Exercise directions:
Going line by line through the listing below, count each line that includes the word "black", and reply with the count only.

Material for this exercise:
****************
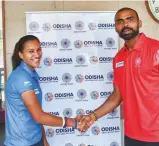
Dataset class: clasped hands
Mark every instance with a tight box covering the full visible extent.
[75,113,97,132]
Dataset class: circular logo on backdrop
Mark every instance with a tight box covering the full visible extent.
[61,39,71,48]
[43,23,52,31]
[76,109,85,115]
[106,38,115,47]
[63,108,73,117]
[90,91,99,100]
[45,128,54,137]
[77,89,87,100]
[65,143,73,146]
[74,40,83,48]
[62,73,72,83]
[76,55,86,65]
[89,56,98,64]
[75,21,84,30]
[109,109,118,116]
[88,22,96,30]
[44,93,53,102]
[29,21,39,31]
[75,74,84,83]
[43,57,53,66]
[107,71,114,81]
[110,142,119,146]
[91,126,100,135]
[78,144,86,146]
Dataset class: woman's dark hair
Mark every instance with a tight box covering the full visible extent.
[12,35,40,70]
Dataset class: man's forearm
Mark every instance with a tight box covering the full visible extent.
[94,86,122,119]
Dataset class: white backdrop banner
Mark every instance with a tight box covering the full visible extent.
[26,11,121,146]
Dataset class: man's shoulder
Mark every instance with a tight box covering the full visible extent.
[114,47,125,59]
[146,36,159,45]
[145,36,159,54]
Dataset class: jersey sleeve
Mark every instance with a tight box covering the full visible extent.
[113,58,118,86]
[13,73,34,95]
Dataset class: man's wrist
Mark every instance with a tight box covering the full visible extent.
[90,111,98,121]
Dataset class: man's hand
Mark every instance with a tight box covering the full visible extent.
[76,113,96,132]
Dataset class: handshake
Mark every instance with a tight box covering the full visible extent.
[71,111,98,132]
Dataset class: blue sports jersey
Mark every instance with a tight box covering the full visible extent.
[4,61,42,146]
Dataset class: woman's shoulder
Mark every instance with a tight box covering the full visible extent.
[6,67,34,93]
[7,67,32,84]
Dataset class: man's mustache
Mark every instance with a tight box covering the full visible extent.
[121,27,133,33]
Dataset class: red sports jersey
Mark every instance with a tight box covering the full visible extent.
[113,33,159,142]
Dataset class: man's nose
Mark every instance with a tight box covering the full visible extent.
[123,20,129,27]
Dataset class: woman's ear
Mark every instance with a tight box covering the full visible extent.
[18,51,23,59]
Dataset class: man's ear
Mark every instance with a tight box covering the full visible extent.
[139,20,142,28]
[18,51,23,59]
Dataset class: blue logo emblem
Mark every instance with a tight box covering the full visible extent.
[89,56,98,64]
[76,109,85,115]
[61,39,71,48]
[91,126,100,135]
[44,92,53,102]
[46,128,54,137]
[63,108,73,117]
[74,40,83,48]
[62,73,72,83]
[78,144,86,146]
[110,142,119,146]
[43,57,53,66]
[77,89,87,99]
[88,22,96,30]
[106,38,115,47]
[76,55,86,65]
[107,71,114,81]
[75,74,84,83]
[90,91,99,100]
[75,21,84,30]
[109,109,118,116]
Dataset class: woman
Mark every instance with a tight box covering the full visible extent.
[4,35,87,146]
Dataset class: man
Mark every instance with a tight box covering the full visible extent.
[78,7,159,146]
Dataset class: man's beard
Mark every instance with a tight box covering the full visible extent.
[119,26,139,40]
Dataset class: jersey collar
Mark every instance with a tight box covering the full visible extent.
[122,33,147,52]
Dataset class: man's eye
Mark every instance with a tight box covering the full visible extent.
[128,18,133,22]
[117,20,123,24]
[28,50,34,53]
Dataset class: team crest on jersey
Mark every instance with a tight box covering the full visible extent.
[135,57,141,67]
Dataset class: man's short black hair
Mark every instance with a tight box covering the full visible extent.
[115,7,139,21]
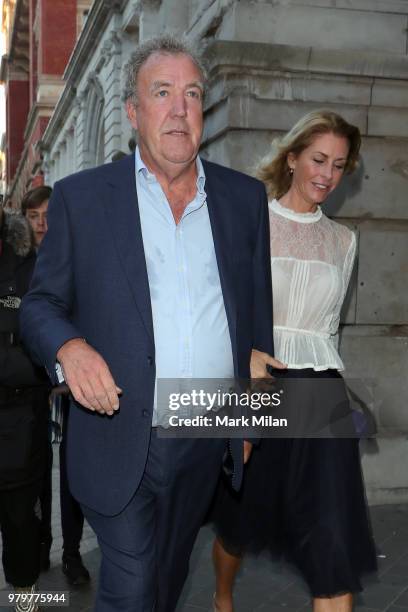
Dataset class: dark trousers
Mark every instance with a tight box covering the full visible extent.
[0,481,41,586]
[39,400,85,557]
[39,439,53,545]
[60,411,84,557]
[81,432,225,612]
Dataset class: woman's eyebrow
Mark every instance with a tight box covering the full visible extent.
[313,151,348,161]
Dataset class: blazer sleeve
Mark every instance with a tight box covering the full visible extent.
[20,181,82,384]
[252,185,274,356]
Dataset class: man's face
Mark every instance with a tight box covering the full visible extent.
[126,52,204,177]
[26,200,48,247]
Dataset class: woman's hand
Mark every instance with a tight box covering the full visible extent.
[250,349,287,378]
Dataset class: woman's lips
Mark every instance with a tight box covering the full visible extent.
[312,182,329,191]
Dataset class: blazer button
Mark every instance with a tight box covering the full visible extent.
[142,409,150,418]
[147,356,153,366]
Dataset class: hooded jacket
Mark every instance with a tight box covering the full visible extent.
[0,208,49,489]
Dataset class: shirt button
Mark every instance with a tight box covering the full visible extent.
[147,356,153,366]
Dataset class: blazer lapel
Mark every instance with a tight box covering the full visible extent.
[103,154,154,343]
[204,163,238,371]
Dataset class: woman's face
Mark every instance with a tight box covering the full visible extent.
[287,132,350,205]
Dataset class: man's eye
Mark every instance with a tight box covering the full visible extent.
[187,90,200,99]
[157,90,168,97]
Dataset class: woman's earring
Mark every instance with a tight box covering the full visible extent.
[289,168,294,175]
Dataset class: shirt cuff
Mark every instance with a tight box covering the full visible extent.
[55,362,65,384]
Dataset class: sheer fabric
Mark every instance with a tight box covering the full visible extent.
[269,198,356,371]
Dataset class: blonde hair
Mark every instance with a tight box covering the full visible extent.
[256,110,361,200]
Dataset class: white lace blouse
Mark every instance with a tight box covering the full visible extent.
[269,198,356,371]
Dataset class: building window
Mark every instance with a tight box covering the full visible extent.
[83,76,105,168]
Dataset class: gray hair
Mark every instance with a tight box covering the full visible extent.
[122,34,208,105]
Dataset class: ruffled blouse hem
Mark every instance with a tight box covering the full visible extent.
[282,362,345,372]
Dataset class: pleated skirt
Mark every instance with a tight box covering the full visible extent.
[211,369,378,597]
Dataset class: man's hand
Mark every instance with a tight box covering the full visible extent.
[251,349,286,379]
[243,440,252,464]
[57,338,122,415]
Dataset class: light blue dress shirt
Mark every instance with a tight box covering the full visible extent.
[135,148,234,425]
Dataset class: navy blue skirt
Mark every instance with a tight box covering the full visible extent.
[211,369,377,597]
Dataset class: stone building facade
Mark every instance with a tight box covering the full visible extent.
[9,0,408,503]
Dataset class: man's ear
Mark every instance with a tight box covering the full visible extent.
[126,100,138,130]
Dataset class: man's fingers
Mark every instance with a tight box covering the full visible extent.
[251,349,285,379]
[72,384,117,415]
[58,339,121,415]
[87,376,119,415]
[99,385,119,414]
[81,378,108,414]
[68,382,95,412]
[66,368,109,414]
[106,388,120,412]
[98,369,120,412]
[265,356,287,369]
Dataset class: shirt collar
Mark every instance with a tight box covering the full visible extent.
[135,146,206,194]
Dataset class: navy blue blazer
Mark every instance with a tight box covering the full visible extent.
[20,154,274,515]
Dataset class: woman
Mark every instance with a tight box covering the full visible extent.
[212,110,377,612]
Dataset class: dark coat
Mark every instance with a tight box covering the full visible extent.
[20,154,274,514]
[0,211,49,489]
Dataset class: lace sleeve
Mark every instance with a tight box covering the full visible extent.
[329,227,356,341]
[341,230,357,303]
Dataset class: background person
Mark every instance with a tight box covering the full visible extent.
[22,186,90,584]
[212,110,377,612]
[21,186,51,250]
[21,186,53,569]
[0,203,49,612]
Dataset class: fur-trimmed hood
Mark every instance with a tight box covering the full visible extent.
[1,209,32,257]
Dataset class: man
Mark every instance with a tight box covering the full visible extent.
[22,186,53,571]
[21,186,51,249]
[0,204,49,612]
[22,185,91,584]
[20,36,274,611]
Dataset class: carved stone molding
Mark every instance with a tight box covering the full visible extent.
[8,0,29,73]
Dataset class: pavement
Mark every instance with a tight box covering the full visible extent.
[1,447,408,611]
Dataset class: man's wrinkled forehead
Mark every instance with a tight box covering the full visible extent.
[137,51,204,90]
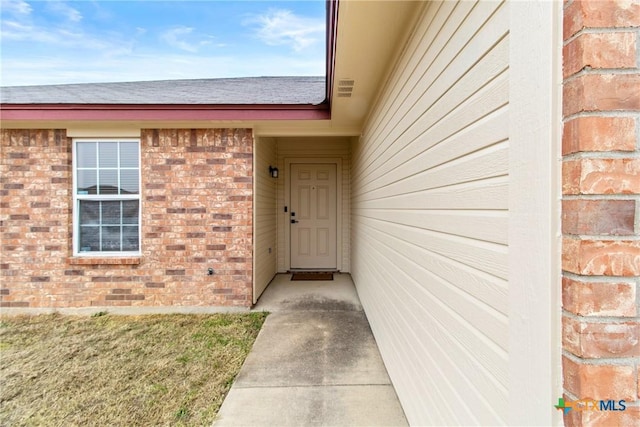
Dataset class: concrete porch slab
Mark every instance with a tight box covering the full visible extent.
[214,385,405,427]
[253,273,362,312]
[213,274,407,426]
[233,311,391,387]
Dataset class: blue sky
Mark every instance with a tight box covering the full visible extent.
[0,0,326,86]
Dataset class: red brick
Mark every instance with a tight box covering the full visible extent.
[2,128,254,309]
[581,0,640,28]
[563,277,637,317]
[206,244,226,250]
[564,74,640,117]
[104,295,127,302]
[563,316,640,358]
[0,301,29,307]
[565,404,640,427]
[563,160,582,195]
[562,116,637,154]
[563,356,636,400]
[144,282,165,288]
[563,158,640,195]
[562,199,636,235]
[558,0,638,415]
[564,0,640,40]
[564,0,585,40]
[165,244,186,251]
[563,237,640,276]
[563,32,637,78]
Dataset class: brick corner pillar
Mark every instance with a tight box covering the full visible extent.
[562,1,640,426]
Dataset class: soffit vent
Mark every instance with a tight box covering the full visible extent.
[337,79,355,98]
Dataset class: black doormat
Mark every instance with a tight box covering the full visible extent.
[291,272,334,281]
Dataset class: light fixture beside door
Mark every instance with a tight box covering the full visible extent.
[269,165,279,178]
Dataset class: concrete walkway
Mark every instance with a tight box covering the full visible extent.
[214,273,408,426]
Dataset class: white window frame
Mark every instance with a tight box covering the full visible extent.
[72,138,142,257]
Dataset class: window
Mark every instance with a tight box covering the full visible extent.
[73,139,141,255]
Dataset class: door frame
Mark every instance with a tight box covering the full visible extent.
[284,158,343,272]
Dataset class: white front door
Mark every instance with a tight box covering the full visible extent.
[290,163,337,269]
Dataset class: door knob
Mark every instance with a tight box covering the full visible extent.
[291,219,299,224]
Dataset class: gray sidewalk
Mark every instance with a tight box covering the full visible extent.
[214,273,408,426]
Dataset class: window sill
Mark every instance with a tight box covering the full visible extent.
[68,256,141,265]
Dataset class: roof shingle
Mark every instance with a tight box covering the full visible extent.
[0,76,326,105]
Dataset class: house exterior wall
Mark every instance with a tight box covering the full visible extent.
[561,1,640,425]
[1,128,254,308]
[276,137,351,273]
[351,1,510,424]
[254,136,277,303]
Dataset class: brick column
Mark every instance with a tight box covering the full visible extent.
[562,1,640,425]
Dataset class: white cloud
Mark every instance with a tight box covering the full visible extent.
[46,1,82,23]
[247,9,324,52]
[0,2,326,86]
[0,20,58,43]
[1,0,32,16]
[161,26,198,53]
[1,51,325,86]
[160,26,219,53]
[1,19,32,34]
[0,0,94,47]
[0,3,119,51]
[0,18,116,50]
[0,0,36,42]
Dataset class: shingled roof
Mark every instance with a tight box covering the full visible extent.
[0,76,326,105]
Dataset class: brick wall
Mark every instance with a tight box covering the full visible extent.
[0,128,253,308]
[562,1,640,425]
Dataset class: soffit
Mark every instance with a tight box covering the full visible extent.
[244,0,422,136]
[326,0,421,133]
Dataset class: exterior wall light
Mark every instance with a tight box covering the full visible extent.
[269,166,279,178]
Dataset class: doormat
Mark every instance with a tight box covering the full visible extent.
[291,272,334,281]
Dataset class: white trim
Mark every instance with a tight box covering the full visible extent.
[508,0,562,424]
[283,157,343,272]
[72,138,142,257]
[252,138,257,303]
[67,128,141,138]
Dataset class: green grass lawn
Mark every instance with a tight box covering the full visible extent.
[0,312,267,426]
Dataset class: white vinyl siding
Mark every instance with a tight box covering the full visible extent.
[253,136,278,303]
[351,1,509,425]
[276,137,351,273]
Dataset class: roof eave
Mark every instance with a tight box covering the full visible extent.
[325,0,339,106]
[0,103,331,121]
[0,0,339,123]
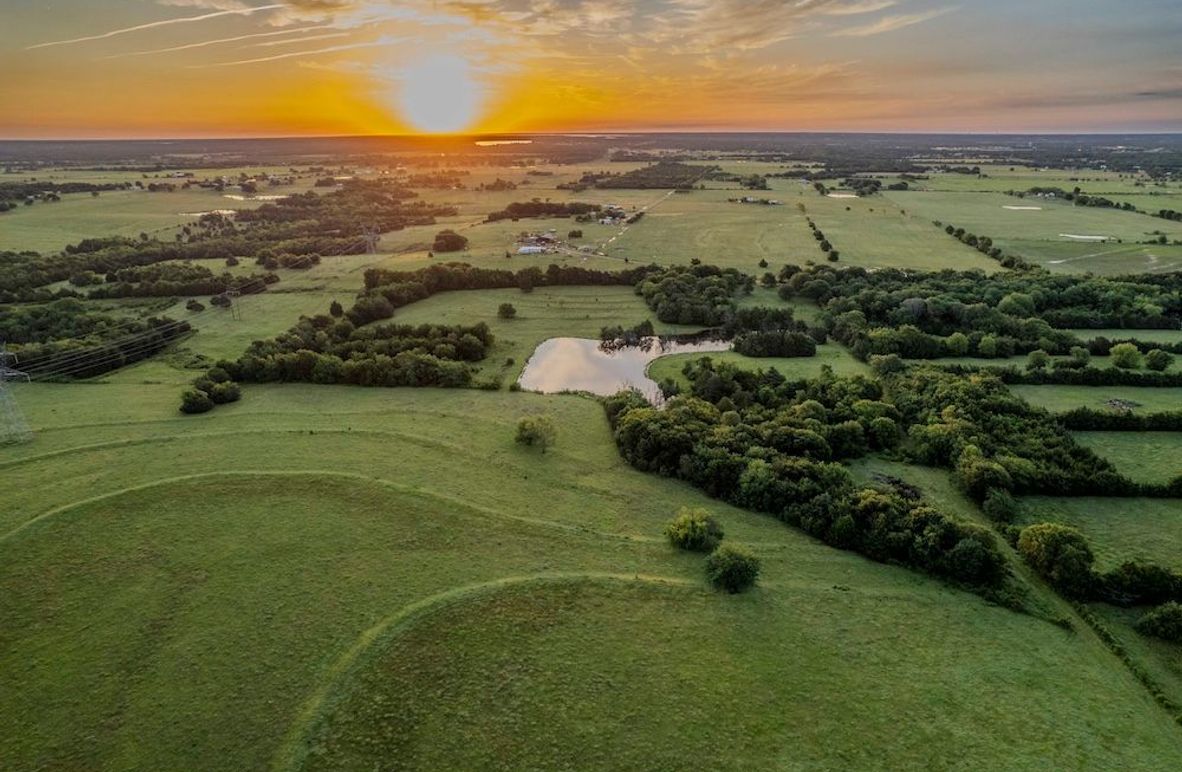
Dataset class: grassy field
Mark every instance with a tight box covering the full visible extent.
[1074,432,1182,484]
[1089,604,1182,713]
[1017,496,1182,572]
[1010,385,1182,413]
[883,189,1182,275]
[4,384,1182,770]
[649,345,868,387]
[0,182,315,254]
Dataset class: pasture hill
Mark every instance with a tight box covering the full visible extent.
[2,138,1182,771]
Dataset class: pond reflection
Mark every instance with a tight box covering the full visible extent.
[517,335,731,404]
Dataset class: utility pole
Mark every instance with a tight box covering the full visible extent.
[0,344,33,445]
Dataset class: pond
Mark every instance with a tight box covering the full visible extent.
[517,335,731,404]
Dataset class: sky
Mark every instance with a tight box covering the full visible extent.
[1,0,1180,138]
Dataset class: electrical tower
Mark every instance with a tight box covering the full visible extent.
[362,225,381,254]
[0,344,33,446]
[226,289,243,321]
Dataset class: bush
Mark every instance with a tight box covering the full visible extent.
[1145,349,1173,372]
[1110,342,1142,369]
[208,381,241,404]
[179,388,214,414]
[664,507,723,552]
[497,302,517,319]
[1135,601,1182,642]
[982,488,1018,522]
[515,415,556,452]
[329,300,344,318]
[1017,523,1096,597]
[432,229,468,253]
[705,543,760,593]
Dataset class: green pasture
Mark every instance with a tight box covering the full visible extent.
[1073,432,1182,484]
[3,384,1181,770]
[1009,385,1182,413]
[1017,496,1182,573]
[648,345,868,388]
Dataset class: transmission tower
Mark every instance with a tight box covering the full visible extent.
[362,225,381,254]
[0,344,33,446]
[226,289,243,321]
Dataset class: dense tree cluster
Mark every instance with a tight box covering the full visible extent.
[605,361,1008,594]
[595,161,717,190]
[635,265,750,325]
[732,330,817,358]
[217,315,493,391]
[880,364,1165,497]
[1015,187,1136,211]
[485,201,600,221]
[934,222,1032,269]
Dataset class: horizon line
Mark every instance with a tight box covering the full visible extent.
[3,129,1182,143]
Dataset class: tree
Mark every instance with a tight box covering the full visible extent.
[1135,601,1182,642]
[705,543,760,593]
[179,388,214,414]
[664,507,724,552]
[329,300,344,318]
[1145,349,1173,372]
[515,415,556,452]
[1026,349,1051,371]
[1110,342,1141,369]
[1017,523,1096,597]
[432,229,468,253]
[497,302,517,319]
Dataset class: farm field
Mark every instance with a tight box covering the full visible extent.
[883,190,1182,274]
[1074,432,1182,484]
[4,384,1182,770]
[1009,385,1182,413]
[1017,496,1182,572]
[649,345,868,387]
[0,181,317,254]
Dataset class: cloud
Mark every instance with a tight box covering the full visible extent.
[250,32,349,47]
[27,4,286,49]
[103,26,335,59]
[831,6,957,37]
[196,36,401,66]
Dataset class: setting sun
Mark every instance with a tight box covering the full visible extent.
[397,53,482,134]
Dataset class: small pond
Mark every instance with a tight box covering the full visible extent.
[517,335,731,404]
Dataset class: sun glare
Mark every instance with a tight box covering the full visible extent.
[398,53,482,134]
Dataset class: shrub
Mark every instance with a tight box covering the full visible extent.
[1017,523,1096,597]
[705,543,760,593]
[329,300,344,318]
[1110,342,1142,369]
[497,302,517,319]
[179,388,214,414]
[1026,349,1051,371]
[1135,601,1182,642]
[515,415,556,452]
[1145,349,1173,372]
[208,381,241,404]
[432,229,468,253]
[664,507,724,552]
[982,488,1018,522]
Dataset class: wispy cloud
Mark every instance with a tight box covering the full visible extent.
[195,37,397,67]
[27,3,285,50]
[102,25,333,59]
[832,6,958,37]
[250,32,349,47]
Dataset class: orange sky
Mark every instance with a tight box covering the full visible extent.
[2,0,1180,138]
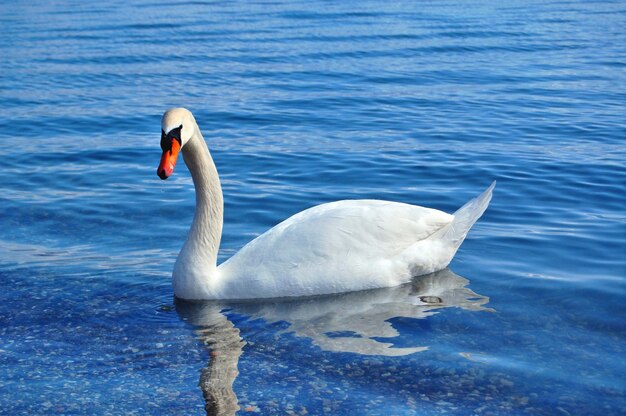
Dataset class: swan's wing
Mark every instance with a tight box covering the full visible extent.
[217,200,452,298]
[231,200,452,265]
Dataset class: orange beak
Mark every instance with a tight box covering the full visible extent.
[157,139,181,180]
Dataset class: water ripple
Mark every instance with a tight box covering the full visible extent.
[1,0,625,414]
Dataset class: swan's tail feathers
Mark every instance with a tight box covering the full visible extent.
[437,181,496,250]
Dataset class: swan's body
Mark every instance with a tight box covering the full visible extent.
[158,108,494,300]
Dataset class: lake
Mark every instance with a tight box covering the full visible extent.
[1,0,624,414]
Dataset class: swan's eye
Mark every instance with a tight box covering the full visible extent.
[160,127,182,151]
[160,130,171,151]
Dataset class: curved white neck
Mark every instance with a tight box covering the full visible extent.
[173,125,224,297]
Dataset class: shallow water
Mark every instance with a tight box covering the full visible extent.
[1,0,625,414]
****************
Answer box:
2